### [Work request]
The records that follow must be repeated exactly as they stand.
(Beginning of Task data)
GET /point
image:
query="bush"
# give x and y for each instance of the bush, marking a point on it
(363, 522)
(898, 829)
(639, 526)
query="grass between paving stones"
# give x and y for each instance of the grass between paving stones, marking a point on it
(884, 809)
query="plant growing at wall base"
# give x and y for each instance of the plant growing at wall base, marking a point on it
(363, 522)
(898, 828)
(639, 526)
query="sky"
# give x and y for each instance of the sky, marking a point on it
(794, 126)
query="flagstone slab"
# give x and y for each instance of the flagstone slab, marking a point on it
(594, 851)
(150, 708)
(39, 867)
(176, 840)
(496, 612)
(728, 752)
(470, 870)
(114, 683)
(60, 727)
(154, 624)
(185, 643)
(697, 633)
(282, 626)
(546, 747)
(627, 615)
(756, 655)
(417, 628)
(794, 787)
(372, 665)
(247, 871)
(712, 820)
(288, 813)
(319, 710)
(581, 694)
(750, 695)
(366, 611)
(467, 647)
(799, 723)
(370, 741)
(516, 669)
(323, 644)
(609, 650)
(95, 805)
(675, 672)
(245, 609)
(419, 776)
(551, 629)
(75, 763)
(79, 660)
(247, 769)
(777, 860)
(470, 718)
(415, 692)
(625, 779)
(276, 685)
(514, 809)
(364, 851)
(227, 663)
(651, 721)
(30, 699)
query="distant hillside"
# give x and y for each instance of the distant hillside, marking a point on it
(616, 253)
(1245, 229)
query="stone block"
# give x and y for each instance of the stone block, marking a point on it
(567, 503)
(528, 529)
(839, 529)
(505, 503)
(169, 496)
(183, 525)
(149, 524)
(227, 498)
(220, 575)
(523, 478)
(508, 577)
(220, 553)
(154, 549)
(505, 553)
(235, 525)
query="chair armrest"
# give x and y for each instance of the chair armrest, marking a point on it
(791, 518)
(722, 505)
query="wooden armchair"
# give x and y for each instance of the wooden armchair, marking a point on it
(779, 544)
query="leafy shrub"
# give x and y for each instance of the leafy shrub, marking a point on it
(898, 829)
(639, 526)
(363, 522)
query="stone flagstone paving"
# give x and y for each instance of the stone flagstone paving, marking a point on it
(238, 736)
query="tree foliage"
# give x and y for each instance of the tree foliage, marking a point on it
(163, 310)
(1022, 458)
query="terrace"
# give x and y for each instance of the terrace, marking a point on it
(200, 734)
(End of Task data)
### [Answer]
GET /point
image:
query="bush"
# give x and y for each instance of the bush, marking a point on it
(363, 522)
(898, 829)
(639, 526)
query="grass between paving stones"
# give x and y for each instance of the grass between paving stones, marking a point on it
(884, 809)
query="plant growing at wall base"
# give x and y for each instance of the plant growing at wall base, marking a point on it
(363, 522)
(898, 828)
(639, 526)
query="sky"
# give x and y for each instance of the sky, marking a point on it
(794, 126)
query="flagstone slab"
# give x and y for each instance of the flagstone slab, marking a point on it
(594, 851)
(150, 708)
(39, 867)
(176, 840)
(496, 612)
(728, 752)
(470, 870)
(114, 683)
(60, 727)
(154, 624)
(185, 643)
(697, 633)
(282, 626)
(546, 747)
(627, 615)
(756, 655)
(417, 628)
(794, 787)
(372, 665)
(247, 871)
(712, 820)
(288, 813)
(319, 710)
(581, 694)
(750, 695)
(366, 611)
(467, 647)
(799, 723)
(370, 741)
(516, 669)
(323, 644)
(609, 650)
(95, 805)
(675, 672)
(245, 609)
(419, 776)
(551, 629)
(75, 763)
(79, 660)
(247, 769)
(777, 860)
(470, 718)
(415, 692)
(625, 779)
(276, 685)
(514, 809)
(364, 851)
(227, 663)
(651, 721)
(30, 699)
query="distant hillside"
# give x and y for each instance of the distant hillside, marking a point on it
(616, 253)
(1245, 229)
query="stone block"
# give x and y for each instance of the stone block, marking a point on it
(567, 503)
(528, 529)
(839, 529)
(505, 503)
(169, 496)
(183, 525)
(149, 524)
(227, 498)
(220, 575)
(523, 478)
(508, 577)
(220, 553)
(154, 549)
(505, 553)
(235, 525)
query="chair armrest"
# give x and y for each instance of the chair armrest, marking a point on it
(791, 518)
(722, 505)
query="wooden armchair"
# give x and y for each instance of the wooden armchair, marking a point on it
(779, 544)
query="leafy shrub"
# give x and y for each instance of the leafy shrub, marking a point on it
(898, 829)
(639, 526)
(363, 522)
query="stone flagstone paving"
# give x and y for each instance of the stone flagstone paving, marking a point on it
(238, 736)
query="tree foliage"
# give x and y for each instance of the tree foliage, marking a point on it
(163, 310)
(1022, 458)
query="terrace"
# give x and y for each instance of the terrace, marking a point on it
(200, 734)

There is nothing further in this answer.